Task objective - Lines from the one containing "In this exercise you will identify every instance of the woman" through the last line of the material below: print these exactly, and only these.

Data in this exercise -

=== Begin Enclosure ===

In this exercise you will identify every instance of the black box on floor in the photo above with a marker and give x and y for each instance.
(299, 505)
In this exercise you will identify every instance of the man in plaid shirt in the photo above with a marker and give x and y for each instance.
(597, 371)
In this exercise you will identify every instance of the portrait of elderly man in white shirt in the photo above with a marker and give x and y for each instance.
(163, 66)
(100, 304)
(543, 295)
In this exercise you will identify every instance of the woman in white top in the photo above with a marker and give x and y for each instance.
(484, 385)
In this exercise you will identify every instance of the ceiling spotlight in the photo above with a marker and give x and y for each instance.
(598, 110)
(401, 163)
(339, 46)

=== End Enclosure ===

Answer to the exercise -
In this exercise you will identify every instance of the woman in white top in the photo above with a marker and give x and y for each instance.
(484, 385)
In this exercise you will identify every instance of the ceiling spotlight in the photo above with a marker and give x and y for each instance.
(598, 110)
(401, 163)
(339, 46)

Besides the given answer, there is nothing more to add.